Problem statement ▸ Below are records; copy every line in them that holds the word "window".

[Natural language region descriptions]
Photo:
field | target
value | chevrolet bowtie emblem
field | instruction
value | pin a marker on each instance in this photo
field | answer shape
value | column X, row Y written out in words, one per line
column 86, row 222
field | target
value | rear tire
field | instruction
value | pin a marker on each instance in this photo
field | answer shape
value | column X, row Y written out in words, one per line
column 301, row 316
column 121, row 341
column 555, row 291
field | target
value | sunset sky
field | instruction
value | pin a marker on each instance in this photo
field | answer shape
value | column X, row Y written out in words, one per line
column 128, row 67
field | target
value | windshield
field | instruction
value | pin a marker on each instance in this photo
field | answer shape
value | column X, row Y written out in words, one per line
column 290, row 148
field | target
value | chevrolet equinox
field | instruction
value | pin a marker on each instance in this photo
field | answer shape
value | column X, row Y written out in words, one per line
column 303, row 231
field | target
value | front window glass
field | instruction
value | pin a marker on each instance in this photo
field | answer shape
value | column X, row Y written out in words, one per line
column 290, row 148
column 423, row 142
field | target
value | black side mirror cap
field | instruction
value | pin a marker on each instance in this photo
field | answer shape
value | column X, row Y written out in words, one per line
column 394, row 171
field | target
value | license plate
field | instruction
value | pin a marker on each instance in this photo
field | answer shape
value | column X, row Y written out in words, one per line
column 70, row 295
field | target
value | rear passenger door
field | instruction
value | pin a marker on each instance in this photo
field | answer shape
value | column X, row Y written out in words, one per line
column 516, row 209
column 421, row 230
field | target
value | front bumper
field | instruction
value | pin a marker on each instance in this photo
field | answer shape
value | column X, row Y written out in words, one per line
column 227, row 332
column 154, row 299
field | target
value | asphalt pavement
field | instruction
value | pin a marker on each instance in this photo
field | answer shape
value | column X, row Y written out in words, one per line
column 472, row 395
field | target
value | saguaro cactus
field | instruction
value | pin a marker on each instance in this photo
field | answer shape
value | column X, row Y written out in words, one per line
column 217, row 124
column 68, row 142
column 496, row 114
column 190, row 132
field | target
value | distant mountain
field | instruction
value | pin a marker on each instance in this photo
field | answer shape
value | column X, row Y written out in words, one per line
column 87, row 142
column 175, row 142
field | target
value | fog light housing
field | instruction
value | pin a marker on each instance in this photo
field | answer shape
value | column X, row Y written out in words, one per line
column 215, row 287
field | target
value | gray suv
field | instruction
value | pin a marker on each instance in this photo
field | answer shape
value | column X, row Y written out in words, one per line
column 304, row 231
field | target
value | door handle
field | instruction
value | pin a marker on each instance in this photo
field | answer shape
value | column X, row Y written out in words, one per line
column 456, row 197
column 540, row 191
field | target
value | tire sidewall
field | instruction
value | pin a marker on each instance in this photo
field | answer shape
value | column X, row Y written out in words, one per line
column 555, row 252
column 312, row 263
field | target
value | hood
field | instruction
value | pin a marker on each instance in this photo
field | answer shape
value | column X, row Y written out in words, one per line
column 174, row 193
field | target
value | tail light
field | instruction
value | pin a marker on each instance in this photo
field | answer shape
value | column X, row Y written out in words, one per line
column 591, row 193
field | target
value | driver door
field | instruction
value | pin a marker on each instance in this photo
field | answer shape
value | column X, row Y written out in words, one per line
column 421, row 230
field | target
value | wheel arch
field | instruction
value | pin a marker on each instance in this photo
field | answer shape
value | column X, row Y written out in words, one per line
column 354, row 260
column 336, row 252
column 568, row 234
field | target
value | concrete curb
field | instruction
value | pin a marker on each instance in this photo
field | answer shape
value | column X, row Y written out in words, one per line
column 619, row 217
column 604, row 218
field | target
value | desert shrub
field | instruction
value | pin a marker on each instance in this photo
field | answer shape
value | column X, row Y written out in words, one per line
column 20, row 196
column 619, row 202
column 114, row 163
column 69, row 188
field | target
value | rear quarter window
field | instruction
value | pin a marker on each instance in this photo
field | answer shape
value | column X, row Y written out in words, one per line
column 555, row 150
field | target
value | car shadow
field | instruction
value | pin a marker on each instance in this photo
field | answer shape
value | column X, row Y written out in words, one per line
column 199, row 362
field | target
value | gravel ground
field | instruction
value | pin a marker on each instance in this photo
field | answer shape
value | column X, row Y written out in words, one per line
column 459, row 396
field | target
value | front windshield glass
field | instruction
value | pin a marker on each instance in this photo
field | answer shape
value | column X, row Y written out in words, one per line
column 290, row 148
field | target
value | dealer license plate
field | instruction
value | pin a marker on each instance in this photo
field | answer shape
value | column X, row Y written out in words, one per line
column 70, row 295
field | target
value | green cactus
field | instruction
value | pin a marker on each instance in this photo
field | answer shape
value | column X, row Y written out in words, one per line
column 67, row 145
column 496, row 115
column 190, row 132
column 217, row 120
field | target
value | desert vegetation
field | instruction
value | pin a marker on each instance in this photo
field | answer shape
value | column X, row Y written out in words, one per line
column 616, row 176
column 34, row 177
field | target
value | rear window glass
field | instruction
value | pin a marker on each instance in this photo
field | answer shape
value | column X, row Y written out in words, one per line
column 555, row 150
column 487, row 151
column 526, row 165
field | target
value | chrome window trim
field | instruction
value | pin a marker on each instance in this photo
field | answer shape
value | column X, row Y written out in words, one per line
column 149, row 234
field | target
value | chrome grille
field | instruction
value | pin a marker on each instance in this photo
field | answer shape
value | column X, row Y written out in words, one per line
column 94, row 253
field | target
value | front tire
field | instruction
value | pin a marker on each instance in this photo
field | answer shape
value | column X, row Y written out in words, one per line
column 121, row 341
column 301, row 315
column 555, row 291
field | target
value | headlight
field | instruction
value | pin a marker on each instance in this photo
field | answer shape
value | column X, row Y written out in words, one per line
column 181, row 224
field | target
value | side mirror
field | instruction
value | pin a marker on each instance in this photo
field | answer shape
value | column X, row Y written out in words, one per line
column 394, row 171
==
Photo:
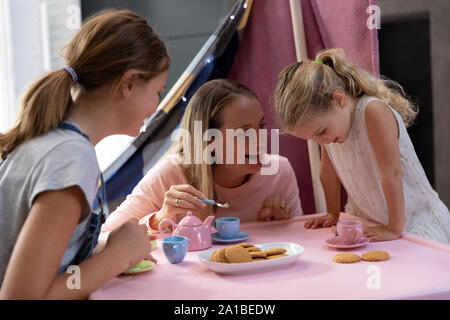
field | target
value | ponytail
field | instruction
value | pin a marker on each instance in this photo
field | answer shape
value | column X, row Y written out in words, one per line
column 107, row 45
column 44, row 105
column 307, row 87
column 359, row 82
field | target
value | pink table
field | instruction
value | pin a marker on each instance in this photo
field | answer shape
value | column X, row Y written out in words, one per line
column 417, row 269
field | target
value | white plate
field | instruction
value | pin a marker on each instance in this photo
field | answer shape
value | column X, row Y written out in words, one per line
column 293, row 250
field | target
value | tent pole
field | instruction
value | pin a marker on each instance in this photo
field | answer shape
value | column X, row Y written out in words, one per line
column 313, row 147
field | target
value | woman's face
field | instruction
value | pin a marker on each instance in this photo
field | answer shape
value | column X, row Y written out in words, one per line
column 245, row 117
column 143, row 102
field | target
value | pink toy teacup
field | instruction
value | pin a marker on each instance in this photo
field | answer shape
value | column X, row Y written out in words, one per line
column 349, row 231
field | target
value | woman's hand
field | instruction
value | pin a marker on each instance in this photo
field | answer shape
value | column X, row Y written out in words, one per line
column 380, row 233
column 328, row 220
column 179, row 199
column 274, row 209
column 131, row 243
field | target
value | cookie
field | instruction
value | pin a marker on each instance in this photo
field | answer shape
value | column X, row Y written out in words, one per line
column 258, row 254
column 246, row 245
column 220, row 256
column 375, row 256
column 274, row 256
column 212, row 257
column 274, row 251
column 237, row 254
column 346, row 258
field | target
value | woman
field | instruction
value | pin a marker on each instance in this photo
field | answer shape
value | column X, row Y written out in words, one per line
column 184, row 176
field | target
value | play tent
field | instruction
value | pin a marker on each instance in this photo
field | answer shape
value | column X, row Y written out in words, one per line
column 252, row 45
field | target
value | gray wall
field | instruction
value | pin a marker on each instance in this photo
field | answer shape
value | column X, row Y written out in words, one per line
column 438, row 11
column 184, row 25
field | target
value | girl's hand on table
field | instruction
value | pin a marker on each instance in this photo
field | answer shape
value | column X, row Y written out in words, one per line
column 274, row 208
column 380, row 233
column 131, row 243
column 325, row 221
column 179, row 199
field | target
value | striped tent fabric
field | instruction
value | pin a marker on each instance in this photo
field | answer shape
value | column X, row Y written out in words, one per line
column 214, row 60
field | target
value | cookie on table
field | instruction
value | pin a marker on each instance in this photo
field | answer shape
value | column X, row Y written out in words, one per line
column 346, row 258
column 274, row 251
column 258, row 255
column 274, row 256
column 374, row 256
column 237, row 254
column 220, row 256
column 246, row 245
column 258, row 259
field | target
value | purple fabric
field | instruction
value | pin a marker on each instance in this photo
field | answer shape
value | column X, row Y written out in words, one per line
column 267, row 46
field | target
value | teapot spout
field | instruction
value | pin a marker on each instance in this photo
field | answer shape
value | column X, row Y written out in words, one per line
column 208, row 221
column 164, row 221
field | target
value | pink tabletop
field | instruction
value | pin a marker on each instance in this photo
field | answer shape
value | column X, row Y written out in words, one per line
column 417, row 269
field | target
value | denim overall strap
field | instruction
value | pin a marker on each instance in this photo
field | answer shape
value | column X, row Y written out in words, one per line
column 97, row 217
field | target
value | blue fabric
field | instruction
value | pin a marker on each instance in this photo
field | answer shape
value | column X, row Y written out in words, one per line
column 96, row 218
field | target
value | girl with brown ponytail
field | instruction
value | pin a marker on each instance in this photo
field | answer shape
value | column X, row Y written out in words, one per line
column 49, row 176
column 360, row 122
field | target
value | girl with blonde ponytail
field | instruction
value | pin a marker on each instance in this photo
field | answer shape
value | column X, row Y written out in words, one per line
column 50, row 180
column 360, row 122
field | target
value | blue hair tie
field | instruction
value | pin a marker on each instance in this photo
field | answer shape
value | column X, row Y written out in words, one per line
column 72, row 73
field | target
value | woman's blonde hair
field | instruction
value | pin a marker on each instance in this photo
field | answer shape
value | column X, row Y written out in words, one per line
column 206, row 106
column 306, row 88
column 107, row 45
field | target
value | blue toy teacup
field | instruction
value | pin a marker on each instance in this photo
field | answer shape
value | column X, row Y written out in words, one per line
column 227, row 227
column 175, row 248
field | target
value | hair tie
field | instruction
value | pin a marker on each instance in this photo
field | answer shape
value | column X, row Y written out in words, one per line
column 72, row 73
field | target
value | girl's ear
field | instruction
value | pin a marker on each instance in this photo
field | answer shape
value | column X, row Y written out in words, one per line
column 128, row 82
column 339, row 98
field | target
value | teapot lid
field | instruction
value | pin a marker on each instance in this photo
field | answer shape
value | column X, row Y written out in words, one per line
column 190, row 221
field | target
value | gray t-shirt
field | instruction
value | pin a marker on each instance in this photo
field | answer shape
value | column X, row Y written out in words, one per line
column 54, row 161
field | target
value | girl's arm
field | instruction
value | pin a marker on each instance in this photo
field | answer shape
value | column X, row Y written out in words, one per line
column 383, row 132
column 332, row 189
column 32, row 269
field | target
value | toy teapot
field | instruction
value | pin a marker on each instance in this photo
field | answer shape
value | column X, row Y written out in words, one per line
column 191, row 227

Written response ▸
value | front window glass
value | rear quarter window
value | rear window glass
value | chrome window trim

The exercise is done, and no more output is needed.